= KETENTUAN TUGAS =
Salin utuh teks tentang hidup berkomunitas di bawah ini, tanpa mengubah satu huruf atau tanda baca pun.

Hidup Berkomunitas!
Posted by niasbaru on March 14, 2008
Marinus W.
Istilah komunitas merupakan istilah yang abstrak, umum. Komunitas tidak terbatas pada hal-hal tertentu. Tapi arti, dan kaitannya luas. Istilah ini tidak hanya diterapkan untuk sekelompok manusia yang hidup, saling berinteraksi antara satu dengan yang lainnya. Namun, istilah ini juga dapat diterapkan untuk menyebut kelompok hewan, atau tumbuhan sekalipun. Maka dalam interaksi manusia ada yang namanya komunitas religius (kaum biarawan), komunitas preman, atau komunitas politikus (para pemegang kekuasaan). Sedangkan untuk hewan ada komunitas semut, komunitas kuda, komunitas babi, kera, ayam, bahkan komunitas semut, dan sebagainya. Jadi terlihat sekali bahwa komunitas berlaku untuk apa saja baik dalam ruang lingkup manusia, hewan maupun tetumbuhan. Namun dalam tulisan sederhana, singkat ini, yang menjadi pokok bahasan utama adalah komunitas religius terutama kaum berjubah. Memang setiap Imam Diosesan, Ordo, konggregasi, dan lain-lain punya orientasi yang saling berbeda antara satu dengan lainnya dalam menjalani hidup panggilannya. Ordo Salib Suci misalnya. Para konfrater Salib Suci, yang menjadi orientasi dalam hidup mereka adalah hidup bersama dalam komunitas. Sedangkan para Imam-imam projo yang ditekankan adalah karya, dan begitu juga para Frasiskan yang menjadi hal utama dalam hidup mereka adalah kemiskinan. Kendati berbeda antara satu dengan yang lainnya, hidup bersama tetaplah menjadi perhatian kaum religius, kaum berjubah. Perbedaannya hanyalah soal penekanan dalam hidup sehari-hari.

Entri anotasi koordinat

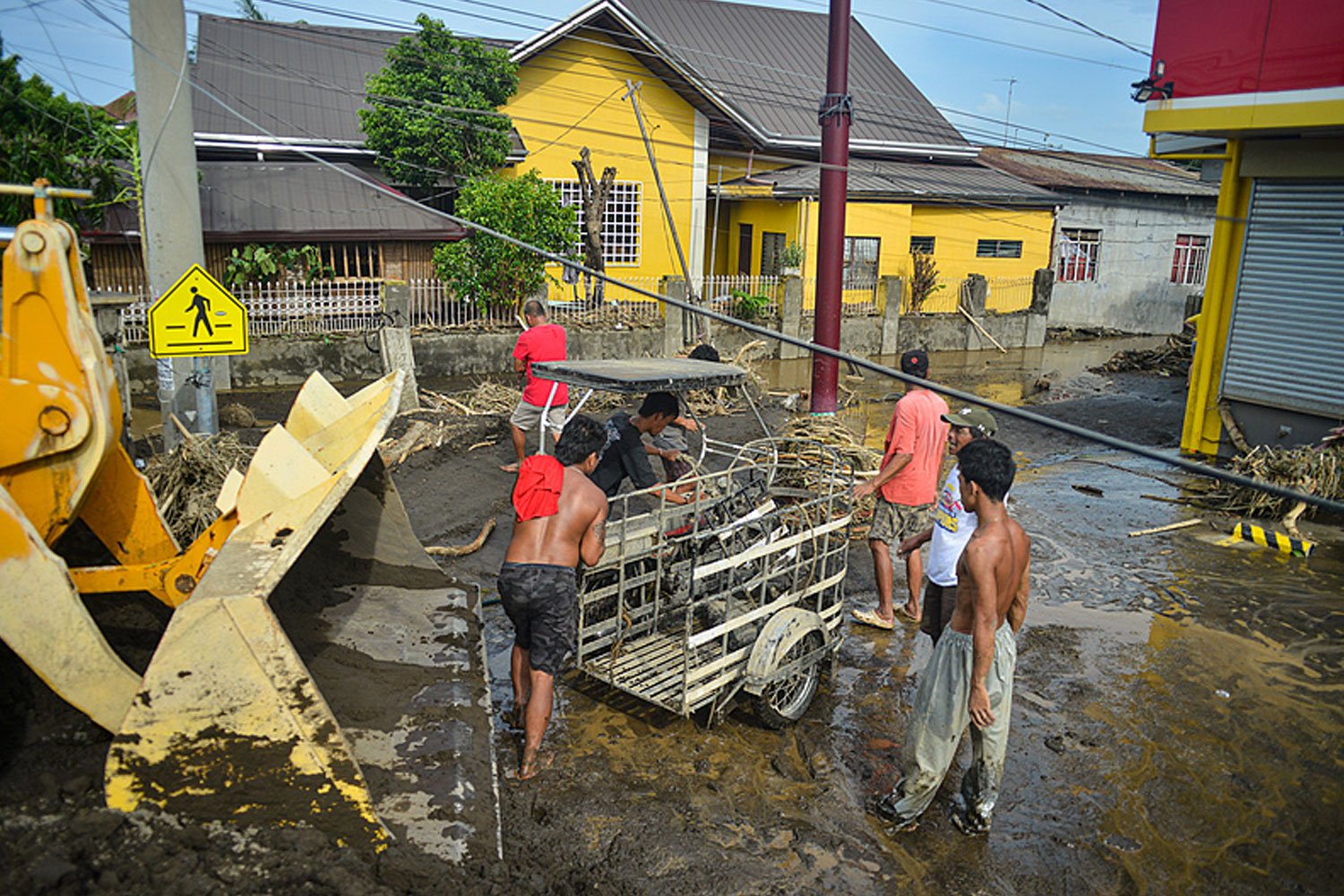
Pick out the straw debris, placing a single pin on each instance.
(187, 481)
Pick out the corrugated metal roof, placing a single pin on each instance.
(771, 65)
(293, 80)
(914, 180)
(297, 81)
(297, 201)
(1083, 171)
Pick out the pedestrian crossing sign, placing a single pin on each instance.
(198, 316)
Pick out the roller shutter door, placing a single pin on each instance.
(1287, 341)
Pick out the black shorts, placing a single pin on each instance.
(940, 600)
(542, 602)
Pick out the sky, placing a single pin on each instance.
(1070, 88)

---

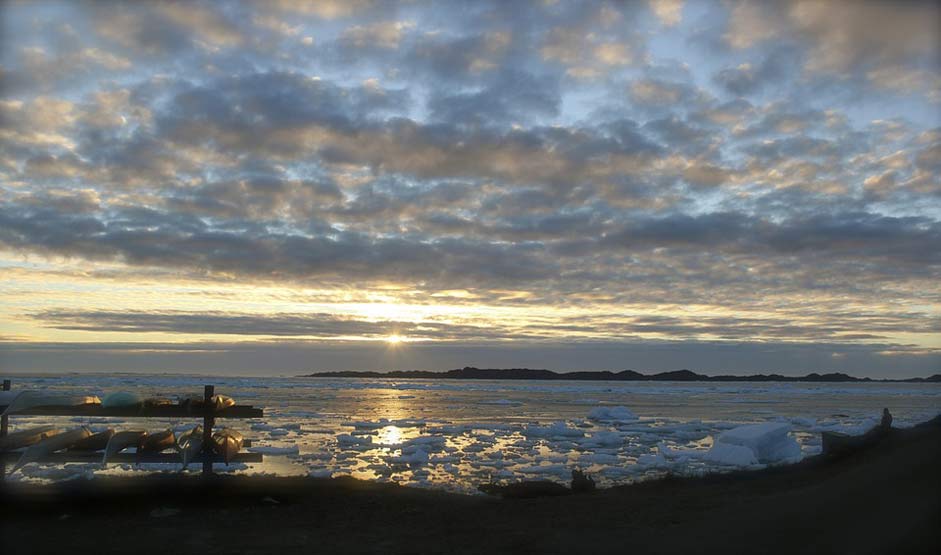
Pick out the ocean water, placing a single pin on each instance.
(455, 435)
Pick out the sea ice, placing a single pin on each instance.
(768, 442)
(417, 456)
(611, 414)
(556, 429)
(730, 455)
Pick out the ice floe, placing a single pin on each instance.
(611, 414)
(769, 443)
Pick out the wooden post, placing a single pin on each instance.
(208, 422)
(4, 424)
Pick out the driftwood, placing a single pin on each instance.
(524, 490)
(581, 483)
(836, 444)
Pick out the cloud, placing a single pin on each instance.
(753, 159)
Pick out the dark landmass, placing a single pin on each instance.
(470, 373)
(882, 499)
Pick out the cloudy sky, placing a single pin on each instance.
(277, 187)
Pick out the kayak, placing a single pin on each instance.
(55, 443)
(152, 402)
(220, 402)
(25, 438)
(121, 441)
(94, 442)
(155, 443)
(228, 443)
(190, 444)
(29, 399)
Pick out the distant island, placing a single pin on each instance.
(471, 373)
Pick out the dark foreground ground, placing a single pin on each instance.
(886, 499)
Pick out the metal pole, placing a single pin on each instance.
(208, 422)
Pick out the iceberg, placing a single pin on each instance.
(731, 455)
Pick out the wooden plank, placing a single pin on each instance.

= JAWABAN =
Hidup Berkomunitas!
Posted by niasbaru on March 14, 2008
Marinus W.
Istilah komunitas merupakan istilah yang abstrak, umum. Komunitas tidak terbatas pada hal-hal tertentu. Tapi arti, dan kaitannya luas. Istilah ini tidak hanya diterapkan untuk sekelompok manusia yang hidup, saling berinteraksi antara satu dengan yang lainnya. Namun, istilah ini juga dapat diterapkan untuk menyebut kelompok hewan, atau tumbuhan sekalipun. Maka dalam interaksi manusia ada yang namanya komunitas religius (kaum biarawan), komunitas preman, atau komunitas politikus (para pemegang kekuasaan). Sedangkan untuk hewan ada komunitas semut, komunitas kuda, komunitas babi, kera, ayam, bahkan komunitas semut, dan sebagainya. Jadi terlihat sekali bahwa komunitas berlaku untuk apa saja baik dalam ruang lingkup manusia, hewan maupun tetumbuhan. Namun dalam tulisan sederhana, singkat ini, yang menjadi pokok bahasan utama adalah komunitas religius terutama kaum berjubah. Memang setiap Imam Diosesan, Ordo, konggregasi, dan lain-lain punya orientasi yang saling berbeda antara satu dengan lainnya dalam menjalani hidup panggilannya. Ordo Salib Suci misalnya. Para konfrater Salib Suci, yang menjadi orientasi dalam hidup mereka adalah hidup bersama dalam komunitas. Sedangkan para Imam-imam projo yang ditekankan adalah karya, dan begitu juga para Frasiskan yang menjadi hal utama dalam hidup mereka adalah kemiskinan. Kendati berbeda antara satu dengan yang lainnya, hidup bersama tetaplah menjadi perhatian kaum religius, kaum berjubah. Perbedaannya hanyalah soal penekanan dalam hidup sehari-hari.